Redlener and others pointed instead to other key positions like CDC director and the assistant health secretary for preparedness, a role filled during the Obama administration by Nicole Lurie, one of Biden’s top pandemic advisers during the presidential campaign. The president-elect also hasn’t announced nominees to lead the Food and Drug Administration or the Centers for Medicare and Medicaid Services, both of which are likely to play a substantial role in the pandemic response.

Elevating the officials who fill those positions to leading pandemic-response roles would fulfill Biden’s campaign pledge to “listen to the scientists” and bolster the roles of longtime federal officials who are not political appointees but career civil servants.

Throughout the pandemic, many health agency officials in career roles have seen diminished public roles: Namely CDC deputies like Nancy Messonnier and Anne Schuchat, who made few public appearances after the first months of 2020.

If confirmed, Becerra, given his lack of experience managing government health efforts, is likely to lean heavily on those agency experts in the early days of the Biden administration’s pandemic response. But though he has never managed a health care agency or worked in health care delivery, Becerra is no stranger to health issues in general.

_Supplied data_.
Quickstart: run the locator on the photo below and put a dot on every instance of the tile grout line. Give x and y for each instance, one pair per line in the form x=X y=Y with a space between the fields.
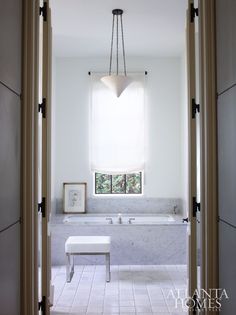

_Requirement_. Write out everything in the excerpt on Biden's health appointments from "Throughout the pandemic, many" down to "issues in general.", without any changes.

_Written answer_.
Throughout the pandemic, many health agency officials in career roles have seen diminished public roles: Namely CDC deputies like Nancy Messonnier and Anne Schuchat, who made few public appearances after the first months of 2020.

If confirmed, Becerra, given his lack of experience managing government health efforts, is likely to lean heavily on those agency experts in the early days of the Biden administration’s pandemic response. But though he has never managed a health care agency or worked in health care delivery, Becerra is no stranger to health issues in general.